[QUOTED TEXT start]

This paper provides new evidence on asset transactions between financial institutions. I first examine how the capital position of potential buyers of assets affects both their decision to purchase and the value of transactions themselves. There are two main features to theoretical studies that model fire-sales as an amplifying mechanism of liquidity crises (e.g. Brunnermeier and Pederson (2009), Krishnamurthy (2010), and Fostel and Geanakoplos (2008)): First, the amount of funding available to financial intermediaries is a function of their equity capital, up to a maximum amount. Second, the demand for assets is a function of the total funds available to intermediaries. These models focus on the constraints of the sellers and sales are assumed to be absorbed by agents who have lower valuations of the assets. The ‘cash-in-the-market’ pricing models of Allen and Gale (1998, 2005) explicitly model the buyers, however, and show that an asset’s sale price will be determined by the limited amount of cash, or liquidity, held by the surviving financial intermediaries, since they are the marginal buyers. I find that the capital to assets ratio of financial institutions is positively related to both their decision to purchase assets and to the value of the transaction. In Acharya and Viswanathan’s (2010) model of the financial sector, constrained firms delever after an asset quality shock by selling assets to lower leverage firms and asset-market liquidity depends on the system-wide distribution of leverage.

[QUOTED TEXT end]
[DATA SUPPLIED start]

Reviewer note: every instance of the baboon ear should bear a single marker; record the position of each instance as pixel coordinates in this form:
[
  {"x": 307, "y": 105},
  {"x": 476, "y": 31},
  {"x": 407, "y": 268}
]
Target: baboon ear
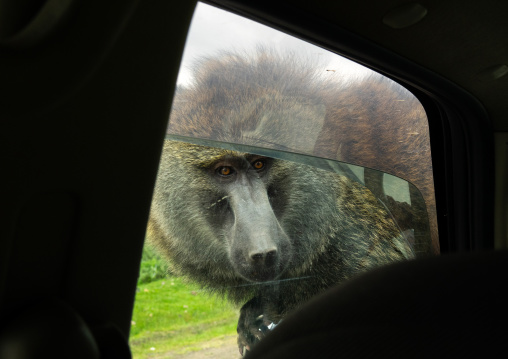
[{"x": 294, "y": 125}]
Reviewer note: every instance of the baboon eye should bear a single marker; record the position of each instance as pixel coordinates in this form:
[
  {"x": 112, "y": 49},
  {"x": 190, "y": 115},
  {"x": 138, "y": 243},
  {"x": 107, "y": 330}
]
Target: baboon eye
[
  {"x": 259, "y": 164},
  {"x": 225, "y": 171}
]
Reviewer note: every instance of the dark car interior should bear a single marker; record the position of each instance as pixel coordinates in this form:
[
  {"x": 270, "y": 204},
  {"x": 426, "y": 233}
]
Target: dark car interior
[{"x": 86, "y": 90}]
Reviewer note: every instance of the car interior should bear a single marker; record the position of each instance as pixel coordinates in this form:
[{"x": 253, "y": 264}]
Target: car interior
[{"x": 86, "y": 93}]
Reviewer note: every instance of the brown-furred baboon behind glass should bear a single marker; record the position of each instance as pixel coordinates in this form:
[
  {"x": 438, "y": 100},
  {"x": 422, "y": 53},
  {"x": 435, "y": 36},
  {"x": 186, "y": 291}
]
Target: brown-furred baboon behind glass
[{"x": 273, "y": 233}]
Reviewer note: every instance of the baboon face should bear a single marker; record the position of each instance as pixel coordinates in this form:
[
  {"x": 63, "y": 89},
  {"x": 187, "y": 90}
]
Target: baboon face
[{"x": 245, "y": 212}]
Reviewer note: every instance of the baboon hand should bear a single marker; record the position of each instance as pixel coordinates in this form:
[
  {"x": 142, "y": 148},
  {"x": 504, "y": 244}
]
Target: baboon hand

[DATA SUPPLIED end]

INSTRUCTIONS:
1 > In the passage on asset sales between financial institutions, why do the 'cash-in-the-market' models of Allen and Gale hold that an asset's sale price is set by the limited cash of the surviving intermediaries?
2 > Write the next part of the passage on asset sales between financial institutions, starting after its last sentence.

TASK-BY-TASK OUTPUTS:
1 > The surviving financial intermediaries are the marginal buyers of the assets. So the sale price depends on how much cash, or liquidity, they hold.

2 >
Recent theory has moved toward modeling how the amplification mechanism increases systemic risk. Duarte and Eisenbach (2014) construct a new systemic risk measure that quantifies vulnerability to fire-sale spillovers, and Greenwood et al. (2015) model how fire-sale spillovers add up across banks and measure a particular bank’s contribution to financial sector fragility. Caballero and Simsek (2013) show how the interaction of uncertainty about cross-exposures in a financial network and fire-sales can generate instability through a complexity externality.

Second, I analyze whether there are sectoral3 differences in how buyer capital affects the demand for assets and the deal value. Based on their business models and government policies implemented during the crisis, different types of financial institutions had varying degrees of access to funding in the years after the crisis. The results of He, Khang, and Krishnamurthy (2010) suggest that certain groups of financial institutions can step in to ease liquidity problems during financial crises, but also that government liquidity policies implemented to encourage commercial banks to lend to the real sector may have had unintended effects. While their paper focuses on shifts in securitized assets at the financial sub-sector level, I analyze assets sales/purchases of real assets, such as property, at the institution level. By disaggregating to the institution level, I am able to shed light on the extent to which credit constraints affect asset demand and price across institutions that are similarly affected by policy.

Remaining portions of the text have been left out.